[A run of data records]
* * * * * * * * *
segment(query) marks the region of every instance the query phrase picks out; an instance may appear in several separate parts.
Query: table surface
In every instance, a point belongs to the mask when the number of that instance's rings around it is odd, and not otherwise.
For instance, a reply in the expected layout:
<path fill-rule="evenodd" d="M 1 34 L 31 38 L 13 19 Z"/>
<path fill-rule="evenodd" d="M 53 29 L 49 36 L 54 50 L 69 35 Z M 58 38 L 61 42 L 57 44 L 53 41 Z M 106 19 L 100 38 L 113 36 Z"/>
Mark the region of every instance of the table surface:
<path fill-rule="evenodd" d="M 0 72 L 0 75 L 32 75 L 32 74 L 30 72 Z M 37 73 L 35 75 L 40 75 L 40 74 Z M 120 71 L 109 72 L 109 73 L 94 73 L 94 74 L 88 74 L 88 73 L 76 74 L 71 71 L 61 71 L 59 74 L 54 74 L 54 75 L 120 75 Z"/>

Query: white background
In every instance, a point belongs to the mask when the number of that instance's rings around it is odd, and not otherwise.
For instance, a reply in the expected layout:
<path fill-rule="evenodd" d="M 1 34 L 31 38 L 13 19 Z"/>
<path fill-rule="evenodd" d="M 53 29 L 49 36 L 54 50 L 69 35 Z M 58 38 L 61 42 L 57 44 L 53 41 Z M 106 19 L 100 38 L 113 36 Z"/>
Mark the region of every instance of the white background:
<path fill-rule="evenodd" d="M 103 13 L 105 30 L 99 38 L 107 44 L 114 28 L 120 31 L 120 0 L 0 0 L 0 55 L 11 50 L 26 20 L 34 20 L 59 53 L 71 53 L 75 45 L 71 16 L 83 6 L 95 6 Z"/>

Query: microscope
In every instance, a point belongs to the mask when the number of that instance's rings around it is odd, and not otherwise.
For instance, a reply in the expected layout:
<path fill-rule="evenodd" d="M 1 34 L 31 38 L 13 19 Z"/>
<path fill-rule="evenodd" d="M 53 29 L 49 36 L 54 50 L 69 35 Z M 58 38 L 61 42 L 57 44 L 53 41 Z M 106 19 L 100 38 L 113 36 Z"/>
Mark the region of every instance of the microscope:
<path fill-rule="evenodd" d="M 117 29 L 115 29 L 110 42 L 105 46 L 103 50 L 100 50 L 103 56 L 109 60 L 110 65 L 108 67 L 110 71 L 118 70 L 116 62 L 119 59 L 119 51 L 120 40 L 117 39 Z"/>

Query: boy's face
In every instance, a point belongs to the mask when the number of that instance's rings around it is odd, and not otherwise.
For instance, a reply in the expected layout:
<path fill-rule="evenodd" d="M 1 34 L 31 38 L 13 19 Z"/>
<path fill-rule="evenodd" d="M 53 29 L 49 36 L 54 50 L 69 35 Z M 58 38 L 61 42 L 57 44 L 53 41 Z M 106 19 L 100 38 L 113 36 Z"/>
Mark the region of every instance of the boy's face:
* * * * * * * * *
**What is expected:** Can you turn every line of the data above into a numbered list, leaving out the blank lines?

**Solution to this exercise:**
1. segment(query) marks the region of every instance the query phrase picks out; an instance may appear in several separate parts.
2. Query: table surface
3. In every instance, a point belongs to the mask when the number of that instance's rings around it is odd, and not otherwise.
4. For instance, a reply in the expected layout:
5. <path fill-rule="evenodd" d="M 1 34 L 31 38 L 13 19 Z"/>
6. <path fill-rule="evenodd" d="M 53 29 L 49 36 L 54 50 L 69 35 Z M 58 38 L 61 42 L 57 44 L 53 41 Z M 106 19 L 100 38 L 113 36 Z"/>
7. Mark the region of every instance of the table surface:
8. <path fill-rule="evenodd" d="M 0 72 L 0 75 L 32 75 L 32 74 L 30 72 Z M 37 73 L 35 75 L 40 75 L 40 74 Z M 120 71 L 109 72 L 109 73 L 94 73 L 94 74 L 88 74 L 88 73 L 76 74 L 71 71 L 61 71 L 59 74 L 54 74 L 54 75 L 120 75 Z"/>
9. Query: white background
10. In every instance, a point belongs to the mask when the number of that instance's rings around it is odd, and not otherwise.
11. For instance, a reply in the expected layout:
12. <path fill-rule="evenodd" d="M 1 34 L 31 38 L 13 19 Z"/>
13. <path fill-rule="evenodd" d="M 53 29 L 49 36 L 54 50 L 69 35 Z M 58 38 L 61 42 L 57 44 L 53 41 Z M 106 19 L 100 38 L 113 36 Z"/>
14. Mark the region of every instance of the white background:
15. <path fill-rule="evenodd" d="M 103 13 L 105 30 L 99 38 L 107 44 L 114 28 L 120 31 L 120 0 L 0 0 L 0 55 L 11 50 L 26 20 L 34 20 L 59 53 L 71 53 L 75 45 L 71 16 L 83 6 L 95 6 Z"/>
16. Query: microscope
17. In every instance, a point belongs to the mask when the number of that instance's rings around it is odd, and not otherwise.
18. For instance, a reply in the expected layout:
19. <path fill-rule="evenodd" d="M 1 34 L 31 38 L 13 19 Z"/>
20. <path fill-rule="evenodd" d="M 53 29 L 49 36 L 54 50 L 69 35 Z M 58 38 L 61 42 L 57 44 L 53 41 Z M 106 19 L 100 38 L 113 36 Z"/>
21. Mark the region of every instance of the microscope:
22. <path fill-rule="evenodd" d="M 117 29 L 115 29 L 110 42 L 105 46 L 103 50 L 100 50 L 103 56 L 109 60 L 110 65 L 108 67 L 110 71 L 118 70 L 116 62 L 119 59 L 119 51 L 120 40 L 117 39 Z"/>
23. Query: boy's face
24. In every instance, a point belongs to the mask when the number of that instance's rings around it is odd, and not otherwise.
25. For instance, a reply in the expected layout:
26. <path fill-rule="evenodd" d="M 1 34 L 31 38 L 13 19 Z"/>
27. <path fill-rule="evenodd" d="M 53 29 L 49 36 L 54 50 L 69 35 Z M 58 38 L 61 42 L 57 44 L 53 41 Z M 106 19 L 100 38 L 113 36 Z"/>
28. Mark the region of every instance of the boy's face:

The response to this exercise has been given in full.